原文摘录 -

目的:分析江阴地区儿童急性呼吸道感染7种常见呼吸道病毒的流行病学特征,为该地区儿童急性呼吸道感染合理诊治提供依据。方法:选取2015年1月至2020年12月在江阴市人民医院儿科住院治疗的12 294例急性呼吸道感染患儿,采集患儿鼻咽分泌物,应用免疫荧光法检测7种常见呼吸道病毒,即副流感病毒(PIV)1、2、3型,流感病毒(IFV)A、B型,腺病毒(ADV)及呼吸道合胞病毒(RSV)。结果:呼吸道病毒检测阳性率为22.2%,其中RSV检出率最高,为13.4%。不同年龄段患儿感染病毒(PIV-2除外)的阳性率比较,差异有统计学意义(P<0.05)。秋、冬季节呼吸道病毒感染率明显高于春、夏季节(P<0.05)。秋、冬季节RSV感染率最高(分别为12.1%、33.7%),春、夏季节PIV-3感染率最高(分别为4.7%、4.6%)。PIV-1检出率与月平均湿度呈正相关,PIV-2检出率与月平均风速呈负相关,PIV-3、ADV检出率与月平均温度呈正相关,IFV-A、IFV-B、RSV检出率与月平均温度呈负相关(P<0.05)。结论:RSV是江阴地区儿童呼吸道病毒感染的主要病原体,1岁以下儿童RSV感染阳性率最高,秋、冬季节为呼吸道病毒感染的高发季节,患儿年龄、季节、气温是呼吸道病毒感染的重要区别指标。

Objective: To analyze the epidemiological characteristics of seven common respiratory viruses in children with acute respiratory infections in Jiangyin area, and provide a basis for the rational diagnosis and treatment of children with acute respiratory infections in this area. Methods: Twelve thousand two hundred and ninety-four children with acute respiratory infections hospitalized and treated in our department from January 2015 to December 2020 were enrolled as our research subjects. The nasopharyngeal secretions of the children were collected and seven common respiratory viruses, namely parainfluenza virus(PIV) type 1, 2 and type 3, influenza virus(IFV) type A and B, adenovirus(ADV) and respiratory syncytial virus(RSV), were detected by immunofluorescence method. Results: The positive rate of respiratory virus was 22.2%, of which the detection rate of RSV was the highest(13.4%, 1 650/12 294). There were statistically significant differences in the positive rate of virus infections(except PIV-2) among children of different age groups(P<0.05). The respiratory virus infection rate in autumn and winter was significantly higher than that in spring and summer(P<0.05). RSV infection rate was the highest in autumn and winter(12.1%, 33.7%), and PIV-3 infection rate was the highest in spring and summer(4.7%, 4.6%). The detection rate of PIV-1 was positively correlated with monthly average humidity; the detection rate of PIV-2 was negatively correlated with monthly average wind speed; the detection rates of PIV-3 and ADV were positively correlated with monthly average temperature; the detection rates of IFV-A, IFV-B and RSV were negatively correlated with monthly average temperature(P<0.05). Conclusion: RSV is the main pathogen of respiratory virus infection in children in Jiangyin area. The positive rate of children under 1 year old is the highest. The highest incidence of infection is in autumn and winter. Age, season and temperature are the important influencing factors for respiratory virus infections in children.

任务要求 - 修改这篇儿童呼吸道病毒摘要中以含有“目的:分析江阴地区儿童急性呼”的文字开头、到“吸道病毒感染的重要区别指标。”为止的部分,将其中的“江阴地区”替换为“江阴市”后写出。

记录信息 -
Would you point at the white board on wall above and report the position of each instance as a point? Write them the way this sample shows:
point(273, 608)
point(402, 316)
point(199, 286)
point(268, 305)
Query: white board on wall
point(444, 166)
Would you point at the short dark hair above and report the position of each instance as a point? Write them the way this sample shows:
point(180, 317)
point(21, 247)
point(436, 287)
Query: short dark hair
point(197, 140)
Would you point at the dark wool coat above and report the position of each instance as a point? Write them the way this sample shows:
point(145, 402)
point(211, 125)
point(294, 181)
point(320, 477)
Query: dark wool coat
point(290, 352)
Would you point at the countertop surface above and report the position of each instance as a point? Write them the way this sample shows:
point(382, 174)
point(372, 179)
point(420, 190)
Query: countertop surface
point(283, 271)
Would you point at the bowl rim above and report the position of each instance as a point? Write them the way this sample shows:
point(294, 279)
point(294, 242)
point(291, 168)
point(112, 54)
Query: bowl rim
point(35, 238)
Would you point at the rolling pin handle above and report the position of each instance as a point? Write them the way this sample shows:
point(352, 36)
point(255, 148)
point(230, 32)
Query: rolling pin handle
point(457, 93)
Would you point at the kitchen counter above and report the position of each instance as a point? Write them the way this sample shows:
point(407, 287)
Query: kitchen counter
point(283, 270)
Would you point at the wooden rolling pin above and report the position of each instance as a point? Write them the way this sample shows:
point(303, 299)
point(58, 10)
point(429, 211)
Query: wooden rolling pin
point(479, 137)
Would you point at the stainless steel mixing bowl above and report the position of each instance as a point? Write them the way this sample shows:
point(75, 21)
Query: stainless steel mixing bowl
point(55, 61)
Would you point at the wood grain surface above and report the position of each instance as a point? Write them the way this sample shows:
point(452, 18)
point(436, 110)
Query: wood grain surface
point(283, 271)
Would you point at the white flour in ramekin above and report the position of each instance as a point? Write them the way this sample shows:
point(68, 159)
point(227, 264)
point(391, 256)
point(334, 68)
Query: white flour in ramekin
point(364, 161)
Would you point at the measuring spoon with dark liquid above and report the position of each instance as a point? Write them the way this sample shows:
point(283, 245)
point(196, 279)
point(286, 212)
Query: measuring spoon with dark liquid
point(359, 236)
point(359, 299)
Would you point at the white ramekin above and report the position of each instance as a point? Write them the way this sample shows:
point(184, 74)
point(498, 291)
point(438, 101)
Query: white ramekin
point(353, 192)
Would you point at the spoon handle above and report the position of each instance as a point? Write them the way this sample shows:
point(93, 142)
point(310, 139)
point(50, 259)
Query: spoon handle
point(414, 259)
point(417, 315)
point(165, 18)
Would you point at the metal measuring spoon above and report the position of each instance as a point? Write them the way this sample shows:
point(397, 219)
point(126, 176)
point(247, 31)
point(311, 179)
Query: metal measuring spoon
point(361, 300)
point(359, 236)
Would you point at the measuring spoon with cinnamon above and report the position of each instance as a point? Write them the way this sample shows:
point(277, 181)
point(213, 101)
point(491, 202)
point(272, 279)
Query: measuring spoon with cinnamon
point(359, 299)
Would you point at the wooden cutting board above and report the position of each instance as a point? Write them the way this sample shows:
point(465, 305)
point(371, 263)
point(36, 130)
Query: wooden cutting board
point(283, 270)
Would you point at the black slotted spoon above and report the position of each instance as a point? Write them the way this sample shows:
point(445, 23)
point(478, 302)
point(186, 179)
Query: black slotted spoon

题目解答 -
目的:分析江阴市儿童急性呼吸道感染7种常见呼吸道病毒的流行病学特征,为该地区儿童急性呼吸道感染合理诊治提供依据。方法:选取2015年1月至2020年12月在江阴市人民医院儿科住院治疗的12 294例急性呼吸道感染患儿,采集患儿鼻咽分泌物,应用免疫荧光法检测7种常见呼吸道病毒,即副流感病毒(PIV)1、2、3型,流感病毒(IFV)A、B型,腺病毒(ADV)及呼吸道合胞病毒(RSV)。结果:呼吸道病毒检测阳性率为22.2%,其中RSV检出率最高,为13.4%。不同年龄段患儿感染病毒(PIV-2除外)的阳性率比较,差异有统计学意义(P<0.05)。秋、冬季节呼吸道病毒感染率明显高于春、夏季节(P<0.05)。秋、冬季节RSV感染率最高(分别为12.1%、33.7%),春、夏季节PIV-3感染率最高(分别为4.7%、4.6%)。PIV-1检出率与月平均湿度呈正相关,PIV-2检出率与月平均风速呈负相关,PIV-3、ADV检出率与月平均温度呈正相关,IFV-A、IFV-B、RSV检出率与月平均温度呈负相关(P<0.05)。结论:RSV是江阴市儿童呼吸道病毒感染的主要病原体,1岁以下儿童RSV感染阳性率最高,秋、冬季节为呼吸道病毒感染的高发季节,患儿年龄、季节、气温是呼吸道病毒感染的重要区别指标。